┏━━
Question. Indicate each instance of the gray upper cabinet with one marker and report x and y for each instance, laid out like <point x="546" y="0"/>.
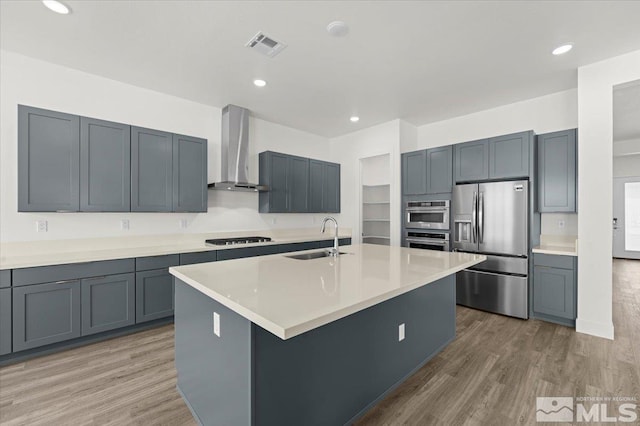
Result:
<point x="471" y="161"/>
<point x="105" y="166"/>
<point x="414" y="173"/>
<point x="439" y="170"/>
<point x="189" y="174"/>
<point x="45" y="313"/>
<point x="557" y="172"/>
<point x="48" y="160"/>
<point x="107" y="302"/>
<point x="509" y="155"/>
<point x="324" y="187"/>
<point x="151" y="170"/>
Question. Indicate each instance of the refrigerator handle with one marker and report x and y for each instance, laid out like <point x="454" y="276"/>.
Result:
<point x="474" y="222"/>
<point x="481" y="218"/>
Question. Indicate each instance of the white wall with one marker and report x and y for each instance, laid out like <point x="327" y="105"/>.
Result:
<point x="595" y="171"/>
<point x="348" y="150"/>
<point x="557" y="111"/>
<point x="32" y="82"/>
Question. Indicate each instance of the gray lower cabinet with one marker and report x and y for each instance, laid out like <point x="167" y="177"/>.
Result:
<point x="509" y="155"/>
<point x="105" y="166"/>
<point x="324" y="187"/>
<point x="5" y="321"/>
<point x="151" y="170"/>
<point x="45" y="313"/>
<point x="154" y="295"/>
<point x="48" y="160"/>
<point x="189" y="174"/>
<point x="107" y="302"/>
<point x="555" y="288"/>
<point x="471" y="161"/>
<point x="557" y="172"/>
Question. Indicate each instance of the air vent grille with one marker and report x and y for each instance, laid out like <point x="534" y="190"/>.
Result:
<point x="265" y="45"/>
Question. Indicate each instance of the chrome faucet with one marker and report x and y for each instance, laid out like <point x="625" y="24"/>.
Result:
<point x="336" y="249"/>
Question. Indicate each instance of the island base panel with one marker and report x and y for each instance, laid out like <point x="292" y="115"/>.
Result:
<point x="330" y="375"/>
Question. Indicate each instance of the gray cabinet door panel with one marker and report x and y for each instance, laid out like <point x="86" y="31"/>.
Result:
<point x="154" y="295"/>
<point x="72" y="271"/>
<point x="5" y="278"/>
<point x="554" y="292"/>
<point x="509" y="156"/>
<point x="471" y="161"/>
<point x="151" y="170"/>
<point x="439" y="170"/>
<point x="107" y="303"/>
<point x="331" y="188"/>
<point x="105" y="166"/>
<point x="5" y="321"/>
<point x="189" y="174"/>
<point x="557" y="174"/>
<point x="316" y="185"/>
<point x="45" y="314"/>
<point x="48" y="160"/>
<point x="298" y="184"/>
<point x="414" y="173"/>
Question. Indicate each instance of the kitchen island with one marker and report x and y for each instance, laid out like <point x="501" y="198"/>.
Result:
<point x="276" y="340"/>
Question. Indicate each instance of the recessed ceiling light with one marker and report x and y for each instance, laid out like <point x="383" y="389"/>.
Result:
<point x="562" y="49"/>
<point x="56" y="6"/>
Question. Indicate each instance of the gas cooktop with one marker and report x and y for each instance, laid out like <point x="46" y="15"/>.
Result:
<point x="238" y="240"/>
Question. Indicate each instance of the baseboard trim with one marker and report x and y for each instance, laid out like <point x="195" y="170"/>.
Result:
<point x="594" y="328"/>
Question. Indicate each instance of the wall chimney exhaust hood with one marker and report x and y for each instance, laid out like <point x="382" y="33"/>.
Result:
<point x="235" y="152"/>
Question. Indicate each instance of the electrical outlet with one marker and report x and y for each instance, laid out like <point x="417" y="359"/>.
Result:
<point x="216" y="324"/>
<point x="42" y="226"/>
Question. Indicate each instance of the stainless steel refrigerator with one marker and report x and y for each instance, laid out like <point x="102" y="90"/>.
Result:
<point x="492" y="219"/>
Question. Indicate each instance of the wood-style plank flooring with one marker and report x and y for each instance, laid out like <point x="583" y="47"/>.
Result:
<point x="490" y="375"/>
┗━━
• **WORK REQUIRED**
Would you transcribe all of the data exactly, omitting any pictures?

• **OUTPUT BELOW**
Question. Indicate each instance of the gray upper cabinet with one marker and report x and y for each instance, laid out like <point x="546" y="0"/>.
Result:
<point x="471" y="161"/>
<point x="105" y="166"/>
<point x="414" y="173"/>
<point x="439" y="170"/>
<point x="189" y="174"/>
<point x="45" y="313"/>
<point x="557" y="172"/>
<point x="48" y="160"/>
<point x="107" y="302"/>
<point x="509" y="155"/>
<point x="324" y="187"/>
<point x="151" y="170"/>
Question. Indicate each instance of the refrigerator handle with one marker and report x and y for each instance, laid out like <point x="454" y="276"/>.
Result:
<point x="474" y="222"/>
<point x="481" y="218"/>
Question. Indicate each instance of the white wall with one marker and report x and y for each instance, laid out like <point x="327" y="105"/>.
Result:
<point x="595" y="171"/>
<point x="348" y="150"/>
<point x="557" y="111"/>
<point x="32" y="82"/>
Question. Indicate each instance of the gray lower cabinet with one marker and report x and y for each instance, laid out like <point x="167" y="177"/>.
Result:
<point x="509" y="155"/>
<point x="105" y="166"/>
<point x="324" y="187"/>
<point x="5" y="321"/>
<point x="151" y="170"/>
<point x="45" y="313"/>
<point x="154" y="295"/>
<point x="48" y="160"/>
<point x="189" y="174"/>
<point x="107" y="302"/>
<point x="555" y="288"/>
<point x="471" y="161"/>
<point x="557" y="172"/>
Question. Indicate each instance of the air vent grille with one marker and report x and y for each instance, laid out like <point x="534" y="190"/>.
Result:
<point x="265" y="45"/>
Question. Indicate each instance of the chrome faucet with one marker and report x and y for each instance, laid out like <point x="625" y="24"/>.
Result:
<point x="336" y="249"/>
Question. Indicate each instance of the island base panel with one marker and report x and y for each instance, laid out like <point x="292" y="115"/>.
Result:
<point x="330" y="375"/>
Question. Indicate each instance of the gray cabinet door panel with one marker and report x and y for each instance, laid out like <point x="86" y="31"/>.
Result:
<point x="154" y="295"/>
<point x="72" y="271"/>
<point x="5" y="278"/>
<point x="554" y="292"/>
<point x="509" y="156"/>
<point x="471" y="161"/>
<point x="151" y="170"/>
<point x="439" y="170"/>
<point x="107" y="303"/>
<point x="331" y="188"/>
<point x="105" y="166"/>
<point x="5" y="321"/>
<point x="189" y="174"/>
<point x="557" y="174"/>
<point x="316" y="185"/>
<point x="45" y="314"/>
<point x="48" y="160"/>
<point x="298" y="184"/>
<point x="414" y="173"/>
Question. Indicate each instance of the kitchen island with one marker and report x and y for each instance, laid out like <point x="501" y="198"/>.
Result:
<point x="276" y="340"/>
Question. Indicate each instance of the recessed ceiling light with one marker and report x and y for each instance, laid out like <point x="383" y="389"/>.
Result:
<point x="562" y="49"/>
<point x="56" y="6"/>
Question. Indicate each instance of the gas cooktop with one marker and report x and y for each instance, laid out like <point x="46" y="15"/>.
Result:
<point x="238" y="240"/>
Question. Indicate each instance of the baseboard trim with one marker and report x and y for each instance, laid out like <point x="195" y="170"/>.
Result:
<point x="594" y="328"/>
Question. Indicate each instance of the wall chimney exhaust hood with one marker and report x and y for each instance, laid out like <point x="382" y="33"/>.
Result:
<point x="235" y="152"/>
Question. Indicate each instance of the electrical outlet with one marker and report x and y for each instance, laid out like <point x="417" y="359"/>.
Result:
<point x="216" y="324"/>
<point x="42" y="226"/>
Question. Indicate each instance of the stainless steel refrigerator with one marker and report x and y for each instance, laid out like <point x="102" y="90"/>.
Result:
<point x="492" y="219"/>
Question. Indicate each instance of the wood-style plank flooring with one marker and report x and y for each instance, laid out like <point x="583" y="47"/>.
Result:
<point x="490" y="375"/>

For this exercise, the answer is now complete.